In our research, we found that the white wing patches of both butterflies and damselflies had a very strong ultraviolet component. While butterflies produced this colour thanks to the microstructure of certain wing scales, damselflies, however, overconcentrate wax filaments on their wings.
These waxes are generally present at smaller densities in most species of damselflies and dragonflies, offering a waterproofing layer. However, our damselflies have increased the thickness of the layer and the size of the wax filaments where the white wing patch is located. The white wing patches were also found to be perceived as similar by birds (using mathematical models that estimate colour perception), adding more evidence to the use of this trait as an aposematic signal. We also studied bird predation in the field, using replicas of butterflies and damselflies. These replicas had a plasticine body and plastic wings covered in wax. You can count the bird predation attempts because birds leave V-shaped marks on the plasticine and wax of the replicas. The replicas without any white patch were the most attacked by birds, while the replicas with ultraviolet reflecting white patches were the least attacked, confirming our hypothesis that the white patch is indeed an aposematic signal that guides bird predation decisions. What makes this system even more interesting is that the ultraviolet-reflective wing patches are relatively uncommon in butterflies, and that aposematic colours in animals are usually based on yellow, orange and red.

* What you should do
Reproduce the passage on damselfly and butterfly wing patches from "In our research, we" to "on their wings.", keeping every word and punctuation mark unchanged.

* Data extracts

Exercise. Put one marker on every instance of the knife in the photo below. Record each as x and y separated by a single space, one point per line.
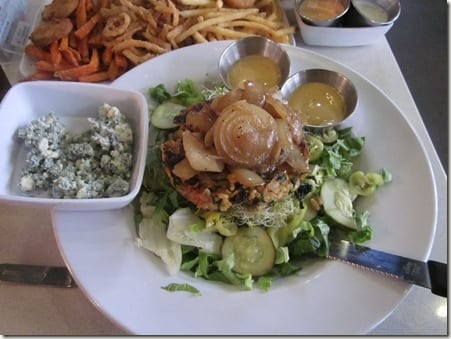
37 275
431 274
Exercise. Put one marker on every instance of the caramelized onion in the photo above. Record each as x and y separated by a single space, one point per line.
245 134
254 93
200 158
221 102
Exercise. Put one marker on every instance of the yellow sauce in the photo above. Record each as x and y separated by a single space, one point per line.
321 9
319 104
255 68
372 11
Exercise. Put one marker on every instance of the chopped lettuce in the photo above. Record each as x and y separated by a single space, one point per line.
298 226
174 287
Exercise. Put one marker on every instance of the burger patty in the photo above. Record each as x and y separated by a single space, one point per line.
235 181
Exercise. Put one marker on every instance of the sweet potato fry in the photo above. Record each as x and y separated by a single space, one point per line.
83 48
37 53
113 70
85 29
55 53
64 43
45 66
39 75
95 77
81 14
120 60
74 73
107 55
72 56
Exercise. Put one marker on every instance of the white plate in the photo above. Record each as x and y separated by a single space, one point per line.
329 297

==

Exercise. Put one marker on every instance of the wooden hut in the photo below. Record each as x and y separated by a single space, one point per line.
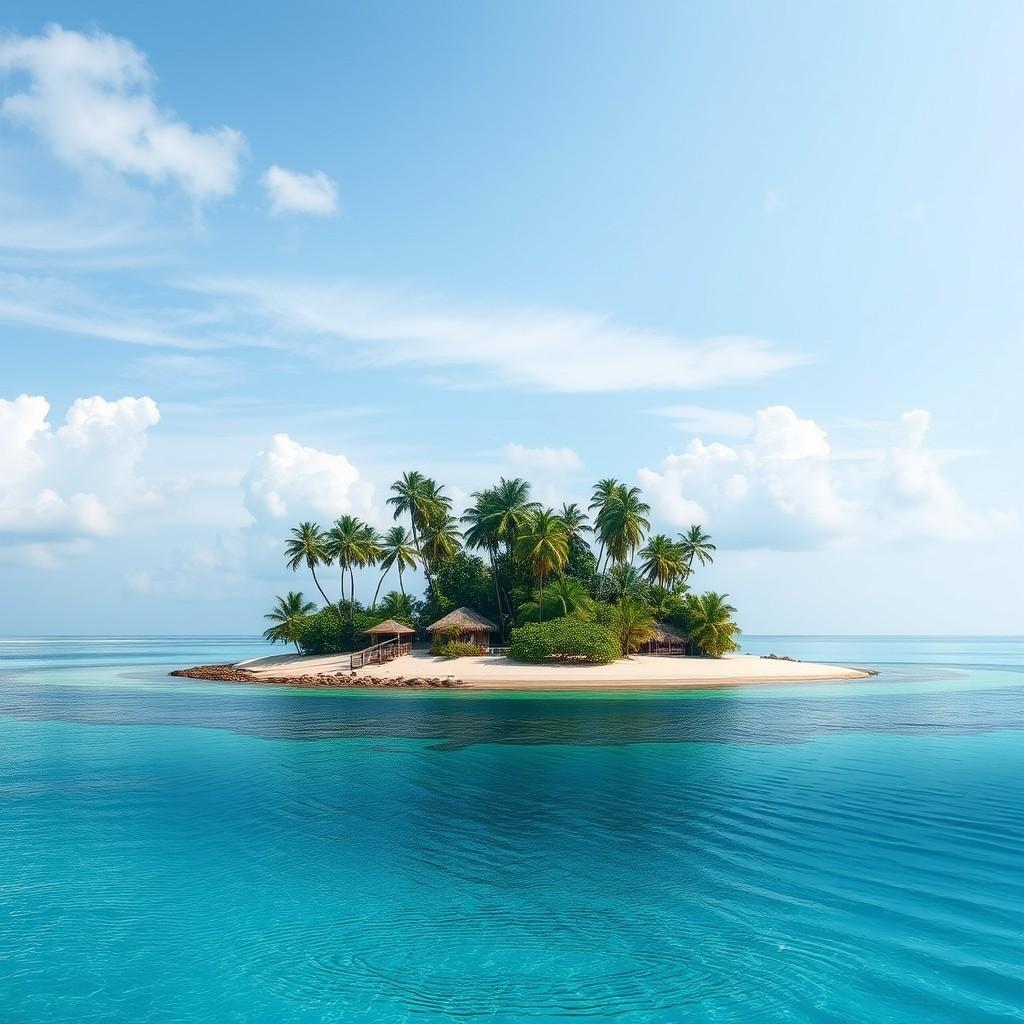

* Result below
In our research, we found that the white wing patches of both butterflies and damselflies had a very strong ultraviolet component. While butterflies produced this colour thanks to the microstructure of certain wing scales, damselflies, however, overconcentrate wax filaments on their wings.